▸ Exercise directions
From the line containing "Practice step: locate the patch" through the last line, print the records exactly and nothing else.

[[ Records, beginning ]]

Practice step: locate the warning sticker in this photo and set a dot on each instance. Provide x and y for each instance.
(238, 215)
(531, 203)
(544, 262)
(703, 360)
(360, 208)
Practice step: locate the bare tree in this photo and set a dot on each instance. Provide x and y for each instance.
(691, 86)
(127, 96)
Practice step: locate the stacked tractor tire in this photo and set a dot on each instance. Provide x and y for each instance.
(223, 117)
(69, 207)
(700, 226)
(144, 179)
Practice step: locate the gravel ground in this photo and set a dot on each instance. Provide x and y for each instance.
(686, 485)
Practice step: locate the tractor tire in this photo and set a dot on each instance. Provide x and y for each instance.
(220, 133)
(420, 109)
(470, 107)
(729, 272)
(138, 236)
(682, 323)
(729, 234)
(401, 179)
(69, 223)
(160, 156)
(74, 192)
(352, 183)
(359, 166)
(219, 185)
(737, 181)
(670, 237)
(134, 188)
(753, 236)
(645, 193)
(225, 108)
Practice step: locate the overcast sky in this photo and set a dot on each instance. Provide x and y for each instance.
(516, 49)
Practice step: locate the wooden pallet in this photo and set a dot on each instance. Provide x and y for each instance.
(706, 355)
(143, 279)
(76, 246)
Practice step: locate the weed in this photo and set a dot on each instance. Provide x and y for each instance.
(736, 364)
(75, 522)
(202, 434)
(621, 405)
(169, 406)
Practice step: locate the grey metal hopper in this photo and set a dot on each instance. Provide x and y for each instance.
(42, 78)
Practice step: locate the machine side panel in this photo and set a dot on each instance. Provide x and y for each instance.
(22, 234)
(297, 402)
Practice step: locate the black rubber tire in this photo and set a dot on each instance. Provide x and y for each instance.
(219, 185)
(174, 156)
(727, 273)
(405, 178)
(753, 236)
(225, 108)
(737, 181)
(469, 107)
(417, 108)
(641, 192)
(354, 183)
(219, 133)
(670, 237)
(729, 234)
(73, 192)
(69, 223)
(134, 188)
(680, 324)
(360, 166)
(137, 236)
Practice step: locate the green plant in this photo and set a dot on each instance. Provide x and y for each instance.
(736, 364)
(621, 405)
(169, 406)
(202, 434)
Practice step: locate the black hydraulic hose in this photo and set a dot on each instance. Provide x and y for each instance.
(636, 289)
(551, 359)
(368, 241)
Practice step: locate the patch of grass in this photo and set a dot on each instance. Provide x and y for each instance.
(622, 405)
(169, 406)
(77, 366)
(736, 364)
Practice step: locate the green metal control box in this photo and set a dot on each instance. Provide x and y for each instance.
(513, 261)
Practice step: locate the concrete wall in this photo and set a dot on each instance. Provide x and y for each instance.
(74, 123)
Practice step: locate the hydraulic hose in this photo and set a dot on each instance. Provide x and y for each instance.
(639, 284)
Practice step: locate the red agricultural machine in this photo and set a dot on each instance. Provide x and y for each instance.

[[ Records, end ]]

▸ Exercise output
Practice step: locate the patch of grass in this photo and set a dot on each instance. Provide x and y for each instance.
(622, 405)
(169, 406)
(77, 366)
(736, 364)
Practice step: locate the green metal control box in this photo and set a dot on each instance. Provide x and y for each instance.
(513, 261)
Practice step: locate the concrete wall in this photo and set a dot on each instance. Provide x and y for each instance.
(74, 123)
Practice step: locate the hydraulic hose in this photo and set a dot on each instance. Provide x and y for each instance.
(639, 284)
Practice step: locate the red agricultural machine in this photo and set a dot on each instance. Provide x and y for each instance.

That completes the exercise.